Während dieser Zeit hat er, nach Recherchen von Beobachtern, gute Beziehungen zur CIA und zum britischen Geheimdienst MI 6 aufgebaut. Das Einzige, was ihm viele seiner Landsleute zugute halten, ist, dass er aufgrund dieser Nähe zu Washington und London, irakische Interessen effizient durchsetzen könnte. "Alawi", urteilt ein westlicher Diplomat in Bagdad " – das ist der Saddam-Light, den sich die USA für den Irak immer gewünscht haben." Trotz ihrer Bedenken hat sich die schiitische Dawa-Partei entschlossen, sich mit dem Posten des Vizepräsidenten an der neuen Administration zu beteiligen. Zur Zeit gebe es keine bessere Alternative, sagt Dawa-Generalsekretär al Hilli lakonisch. Man müsse um jeden Preis versuchen, das Steuer herumzureißen, bevor der Irak gänzlich im Chaos versinkt.
Alles, sogar die Auseinandersetzungen in Falludscha und mit der Mahdi-Armee des Schiitenpredigers Muqtada al Sadr können wir Iraker am besten unter uns selber lösen, und zwar auf friedliche Art. Und zwar dadurch, dass wir weder die radikalen Sunniten ausgrenzen, noch die radikalen Schiiten, wir müssen sie respektieren. Wir müssen ihnen einen Platz im politischen Leben einräumen, so dass sie sich in die Gesellschaft einbezogen fühlen. Wenn diese Probleme mit der Holzhammermethode angegangen werden, wird sich die Gewalt nur noch verschlimmern.
Manche Fehler lassen sich im nachhinein nicht reparieren.
Nicht nur Falludscha, das Widerstandsnest im so genannten Sunni-Dreieck hat sich der Zentralgewalt entzogen. In Sadr City, der Schiitenhochburg von Bagdad, ist ebenfalls ein Staat im Staat entstanden. Wo der Machtbereich der Regierung aufhört, steht ein US-Panzer mit geschlossener Luke an der Straße, als bewache er hier eine unsichtbare Grenze. Nach ein paar hundert Metern stößt man auf einen Checkpoint der Mahdi-Armee. Milizionäre des radikalen Schiitenführers Muqtada al Sadr kontrollieren alle Autos, die sich auf den Platz des wöchentlichen Freitagsgebets zubewegen. Die jungen Männer tragen Kalaschnikows und Patronengurte. Einige von ihnen haben sich kapuzenartige Masken über das Gesicht gezogen. Wenn sie die Daumen nach oben recken, darf man weiterfahren. Wenn nicht, dann nicht.

# VORLIEGENDE DATEN
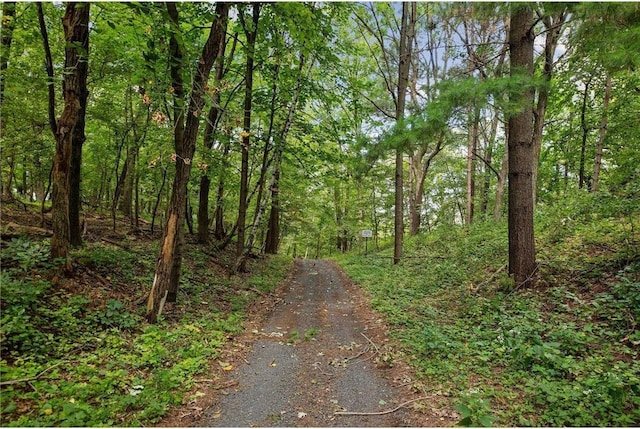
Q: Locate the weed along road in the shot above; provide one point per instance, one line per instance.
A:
(315, 362)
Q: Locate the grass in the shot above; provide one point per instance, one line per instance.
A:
(82, 349)
(562, 354)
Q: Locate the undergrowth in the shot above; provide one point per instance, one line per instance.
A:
(562, 354)
(78, 352)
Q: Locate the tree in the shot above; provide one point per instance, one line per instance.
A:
(76, 30)
(213, 119)
(522, 262)
(169, 262)
(8, 23)
(251, 32)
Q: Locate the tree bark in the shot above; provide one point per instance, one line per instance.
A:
(603, 132)
(521, 239)
(212, 123)
(251, 34)
(8, 24)
(472, 145)
(273, 229)
(76, 30)
(582, 179)
(407, 30)
(77, 140)
(169, 262)
(553, 27)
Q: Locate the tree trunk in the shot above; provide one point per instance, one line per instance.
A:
(603, 132)
(169, 262)
(273, 229)
(77, 141)
(218, 230)
(8, 24)
(553, 26)
(502, 179)
(522, 262)
(472, 146)
(406, 42)
(76, 30)
(582, 179)
(246, 133)
(212, 123)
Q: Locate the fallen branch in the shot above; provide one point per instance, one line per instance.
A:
(372, 343)
(259, 292)
(380, 413)
(29, 379)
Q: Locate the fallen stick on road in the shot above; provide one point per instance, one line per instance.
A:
(380, 413)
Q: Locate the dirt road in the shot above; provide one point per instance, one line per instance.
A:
(318, 355)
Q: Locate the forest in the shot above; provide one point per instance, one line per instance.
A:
(162, 165)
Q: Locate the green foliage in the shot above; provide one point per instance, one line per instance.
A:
(96, 362)
(25, 254)
(564, 354)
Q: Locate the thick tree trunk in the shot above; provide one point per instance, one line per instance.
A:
(169, 262)
(522, 262)
(245, 142)
(76, 30)
(78, 139)
(603, 132)
(209, 133)
(406, 43)
(273, 229)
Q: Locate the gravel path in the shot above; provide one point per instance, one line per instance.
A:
(313, 358)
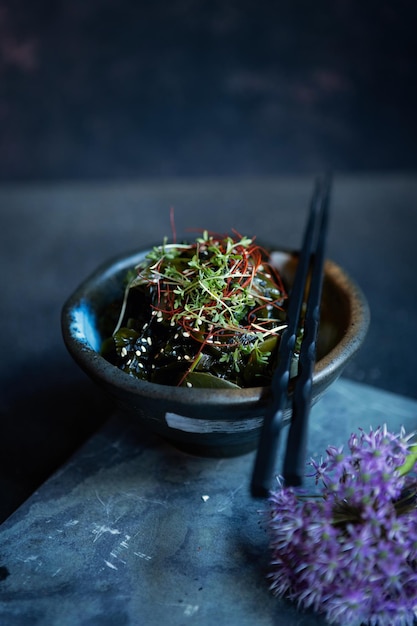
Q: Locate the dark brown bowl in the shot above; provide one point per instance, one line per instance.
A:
(216, 422)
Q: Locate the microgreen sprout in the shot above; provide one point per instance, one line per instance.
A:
(215, 306)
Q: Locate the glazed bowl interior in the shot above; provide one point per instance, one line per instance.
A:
(218, 422)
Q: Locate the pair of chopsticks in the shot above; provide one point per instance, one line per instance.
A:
(310, 265)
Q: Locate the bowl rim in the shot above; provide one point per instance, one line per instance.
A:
(99, 368)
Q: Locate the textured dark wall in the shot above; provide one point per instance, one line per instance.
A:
(128, 88)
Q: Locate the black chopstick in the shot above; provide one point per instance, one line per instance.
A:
(314, 238)
(295, 452)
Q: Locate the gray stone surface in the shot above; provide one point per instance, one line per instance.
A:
(52, 236)
(131, 531)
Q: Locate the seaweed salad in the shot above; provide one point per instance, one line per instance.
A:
(204, 314)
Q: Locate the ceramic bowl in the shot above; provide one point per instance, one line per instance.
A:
(215, 422)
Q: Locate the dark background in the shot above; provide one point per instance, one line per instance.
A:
(167, 92)
(106, 88)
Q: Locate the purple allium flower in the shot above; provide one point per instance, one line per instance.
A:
(350, 552)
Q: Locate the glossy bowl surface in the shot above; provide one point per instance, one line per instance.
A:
(216, 422)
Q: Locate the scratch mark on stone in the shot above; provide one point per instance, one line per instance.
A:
(143, 556)
(229, 499)
(190, 609)
(98, 531)
(72, 522)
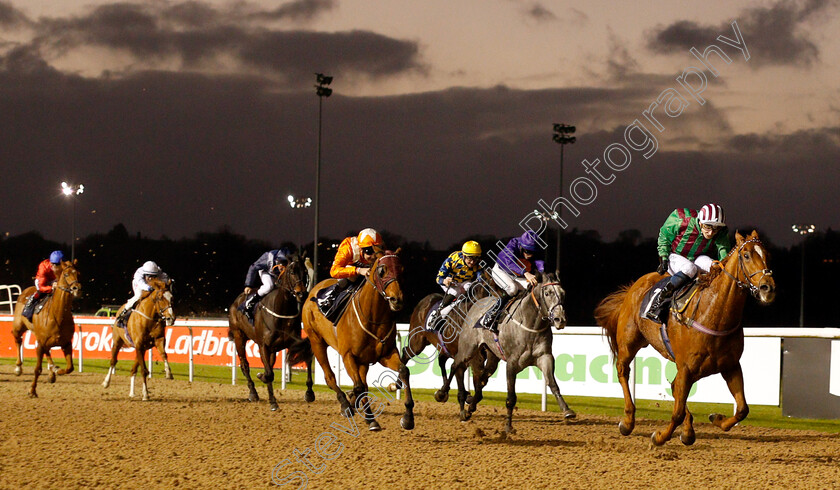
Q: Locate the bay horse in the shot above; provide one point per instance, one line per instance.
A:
(53, 325)
(445, 341)
(144, 329)
(276, 327)
(524, 340)
(366, 333)
(711, 341)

# ERFORDERLICHE ARBEITEN
• a. Mit welchem Posten beteiligt sich die schiitische Dawa-Partei laut dem Textauszug über den Irak an der neuen Administration?
• b. Schreibe den Textauszug über den Irak im Anschluss an seinen letzten Satz weiter.

# ERGEBNISSE DER AUFGABEN
• a. Mit dem Posten des Vizepräsidenten.

• b.
Wer den Checkpoint hinter sich gelassen hat, gelangt auf einen Moscheevorplatz, auf dem sich eine unübersehbare Menge junger Männer zum Freitagsgebet versammelt hat, es mögen Tausende sein. Ja, ja zur Unabhängigkeit! Ja, ja zum Dschihad! Jaja, Muqtada! rufen sie und schwenken Bilder mit dem bärtigen Mondgesicht ihres Idols. Der Bagdader Repräsentant Muqtada al Sadrs, Scheich Nasr Saidi, predigt, mitten in der Hauptstadt, den heiligen Krieg gegen die Koalition.
In diesen Zeiten ist es wichtig, die exakte Bedeutung des Wortes Dschihad zu kennen, denn leider verstehen viele dieses Wort nicht richtig. Wer in den heiligen Krieg zieht, der tut damit das gleiche wie jemand, der auf Pilgerfahrt nach Mekka geht. Wird er als Märtyrer getötet, geht er ins Paradies ein. Bleibt er am Leben, so reinigt ihn der Dschihad von allen Sünden, genauso wie die Pilgerfahrt nach Mekka.
Viele entziehen sich dem Dschihad mit der Ausrede, die Amerikaner seinen stärker als wir – oder die Zeit zum Widerstand sei noch nicht gekommen. Ich frage euch: Als Imam Hussein gegen die Übermacht der Omayaden in den Krieg zog, war er da nicht genau so unterlegen? Aber er kannte seine Pflicht. Wollt ihr seinem Beispiel nicht folgen? Selbst Kranke und Krüppel haben damals gekämpft – und ihr? Wollt ihr vor euren Fernsehern sitzen blieben und mit ansehen, wie andere an eurer Stelle sterben?
Die Antwort auf die Predigt lässt nicht lange auf sich warten. Wenige Minuten nach dem Ende des Gebets rückt eine Panzerkolonne der 1. US-Kavalleriedivision auf die Moschee vor. Scheich Nasr Saidi soll verhaftet werden. Die Luken sind geschlossen, die Geschütztürme drehen sich suchend nach allen Seiten. In den Seitenstraßen sammeln sich empörte junge Männer.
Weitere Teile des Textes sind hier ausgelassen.